====== SOURCE TEXT ======
Kobe's father, no ordinary Joe, loves working with young players and would like a job in the NBA one day.

July 05, 2011|By Baxter Holmes
  • Joe Bryant, shown coaching the Sparks in 2006, has been in the game for almost 40 years but never can seem to escape the shadow of his son, Kobe.
Joe Bryant, shown coaching the Sparks in 2006, has been in the game for almost… (Francine Orr / Los Angeles…)

Joe Bryant is going to drag his spry 6-foot-9 frame out of a one-bedroom apartment he shares with his wife near downtown Los Angeles, head down the stairs to the full-length basketball court on the second floor and start shooting.

He has to make 120 shots, 60 on each end: 20 from the left side, 20 from the right, 20 down the middle.

This few-times-a-week workout keeps the jovial Bryant fresh. It proves to him that he can still play this game at 56.

But after 120 made he's gone, because he doesn't want you to spot him, notice he's tall, ask if he played ball, then find out who he really is.

Kobe Bryant's father.

If he's recognized at a market, movie theater or restaurant, he could be bumped to the front of the line, or promptly seated at a corner table.

He doesn't want special service. "I want people to know me for me," he says.

Sometimes his conversations with strangers are brief. They'll say they know him from somewhere and, in turn, he'll wish them well and walk away.

If he did anything outside of basketball it wouldn't matter.

But he has been in the game almost 40 years. First, as a player — eight seasons in the NBA with the 76ers, Clippers and Rockets — then as a coach, with the WNBA's Sparks and in Japan. Now, Bryant is back with the Sparks as an assistant.

For all his travels, Bryant has never escaped his son's shadow. Is he OK with that?

"Yeah, because he's my son," he says.

Bryant was estranged from Kobe after his son's marriage to Vanessa, but Joe says they are now on pretty good terms.

One day, Bryant would like an NBA job, not as a coach, but perhaps in a player development role where he could work with young players.

But to get there, he might have to deal with a double-edged sword: his lineage. That alone can give him instant credibility.

"Absolutely, hell yeah it should, because the first thing I wanted to know was, what drills did you do with Kobe?" says former Sparks center Lisa Leslie, who was the 2005-06 WNBA most valuable player when Bryant was her head coach.

But it may lead some to question his credibility.

"They're probably thinking, 'Just because your son is good doesn't make you a great coach,'" Sparks General Manager Penny Toler says.

Bryant hopes his abilities and experience speak for themselves. .

Growing up in Philadelphia, a high school teammate nicknamed him "Jellybean" for his variety of moves despite being so big. "It must be jelly because jam don't shake like that," Bryant recalls hearing, quoting the hit Glenn Miller song.
====== PROVIDED DATA ======
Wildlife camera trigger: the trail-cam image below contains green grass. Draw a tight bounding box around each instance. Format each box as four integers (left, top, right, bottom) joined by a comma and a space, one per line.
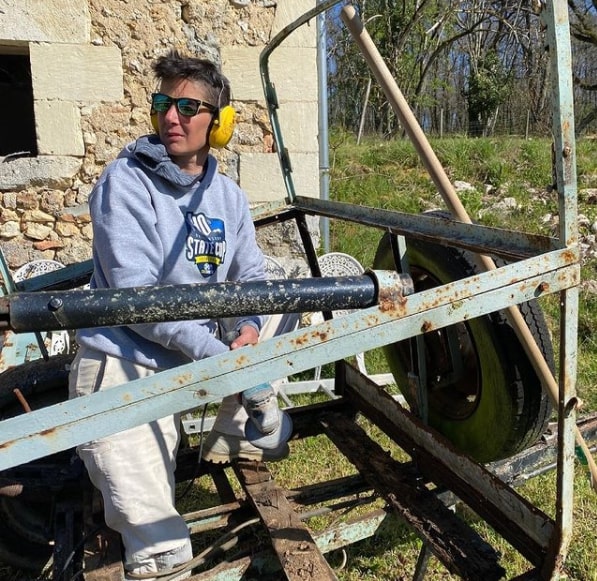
======
▸ INSTRUCTION 1: From the Joe Bryant article, list the NBA teams Bryant played for during his eight seasons in the league.
▸ INSTRUCTION 2:
Answer these questions from the Joe Bryant article.
(a) How many made shots does Bryant need before he ends his workout?
(b) Who gave Bryant the nickname "Jellybean"?
(c) In which season was Lisa Leslie the WNBA most valuable player?
The listing plays no part in the tasks here.

▸ EXPECTED OUTPUT 1:
76ers
Clippers
Rockets

▸ EXPECTED OUTPUT 2:
(a) 120
(b) A high school teammate in Philadelphia
(c) 2005-06